* [Texte de l'exercice]
======

Mais peu d’Israéliens apprécient.

Non seulement elle défie les stéréotypes israéliens sur un Palestinien, mais elle a porté un coup contre l’auto-illusion d’une culture fortement militarisée et masculine.

Elle a également donné forme, de manière troublante, aux enfants palestiniens maintenus dans l’anonymat qu’Israël accuse de lancer de pierres.

Des villages palestiniens comme Nabi Saleh sont régulièrement envahis par des soldats. Les enfants sont traînés hors de leur lit au milieu de la nuit, comme cela est arrivé à Ahed lors de son arrestation le mois dernier en représailles de ses gifles. Des groupes de défense des droits de l’homme documentent comment les enfants sont régulièrement battus et torturés en détention.

Chaque année, des centaines de personnes passent par les prisons israéliennes, accusées d’avoir jeté des pierres. Avec des taux de condamnation supérieurs à 99 % dans les tribunaux militaires israéliens, la culpabilité et l’incarcération de ces enfants sont une conclusion inéluctable.

Ceux-là ont peut-être de la chance. Au cours des 16 dernières années, l’armée israélienne a tué en moyenne 11 enfants par mois.

La vidéo d’Ahed, diffusée à plusieurs reprises sur la chaîne de télévision israélienne, a menacé de retourner l’image de David combattant un Goliath arabe dont se prévalait Israël. Ceci explique l’indignation toxique et les sentiments outrés qui ont saisi Israël depuis la diffusion de la vidéo.

======

* [À faire]
a) D'après le texte sur Ahed, combien d'enfants l'armée israélienne a-t-elle tués en moyenne chaque mois au cours des 16 dernières années ?
b) Poursuivez le texte sur Ahed et les enfants palestiniens à partir de sa dernière phrase.
Vous n'aurez pas besoin des données qui suivent.

* [Données fournies]
======

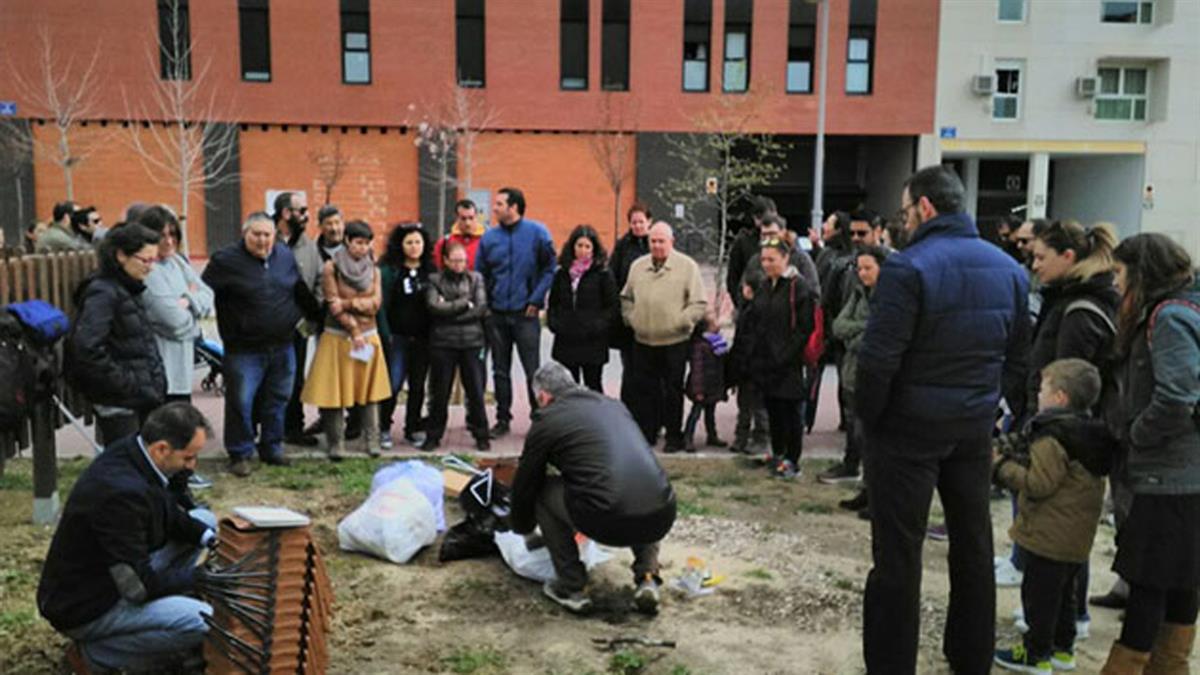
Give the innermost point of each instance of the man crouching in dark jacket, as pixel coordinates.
(609, 487)
(124, 555)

======

* [Réponses aux exercices]
a) En moyenne 11 enfants par mois.

b)
Comme on pouvait le prévoir, les politiciens israéliens étaient furieux. Naftali Bennett, le ministre de l’Education, a appelé Ahed à « mettre fin à sa vie en prison ». La ministre de la Culture, Miri Regev, une ancienne porte-parole de l’armée, a déclaré qu’elle se sentait personnellement « humiliée » et « anéantie » par Ahed.

Mais le plus troublant c’est qu’un débat médiatique a qualifié de «honte nationale» l’échec des soldats à frapper Ahed en réponse à ses gifles.

Le vénérable animateur de télévision Yaron London a exprimé son étonnement que les soldats « se soient abstenus d’utiliser leurs armes » contre elle, se demandant s’ils « hésitaient par lâcheté ».

Mais les menaces de Ben Caspit, un des principaux analystes israéliens, étaient beaucoup plus sinistres. Dans une colonne en hébreu, il a dit que les actes d’Ahed ont fait « bouillir le sang de chaque Israélien ». Il a proposé de la soumettre à la vengeance « dans le noir, sans témoins ni caméras », ajoutant que sa propre forme de vengeance le conduirait directement en prison.

Ce fantasme – de violer de sang-froid une enfant incarcérée – aurait dû écœurer chaque Israélien. Et pourtant, Caspit est toujours en sécurité dans son travail.

Mais en plus de mettre en lumière la maladie d’une société accro à la déshumanisation et à l’oppression des Palestiniens, y compris des enfants, le cas d’Ahed soulève la question troublante de savoir quel genre de résistance les Israéliens pensent que les Palestiniens sont autorisés à pratiquer.

Au moins, le droit international est clair. Les Nations Unies ont déclaré que les personnes sous occupation sont autorisées à utiliser « tous les moyens disponibles », y compris la lutte armée, pour se libérer.

Mais Ahed, les villageois de Nabi Saleh et beaucoup de Palestiniens comme eux ont préféré adopter une stratégie différente – une désobéissance civile militante et conflictuelle. Leur résistance défie l’hypothèse de l’occupant selon laquelle il a le droit de dominer les Palestiniens.

Leur approche contraste fortement avec les compromis constants et la prétendue «coopération sécuritaire» acceptée par l’Autorité palestinienne de Mahmoud Abbas.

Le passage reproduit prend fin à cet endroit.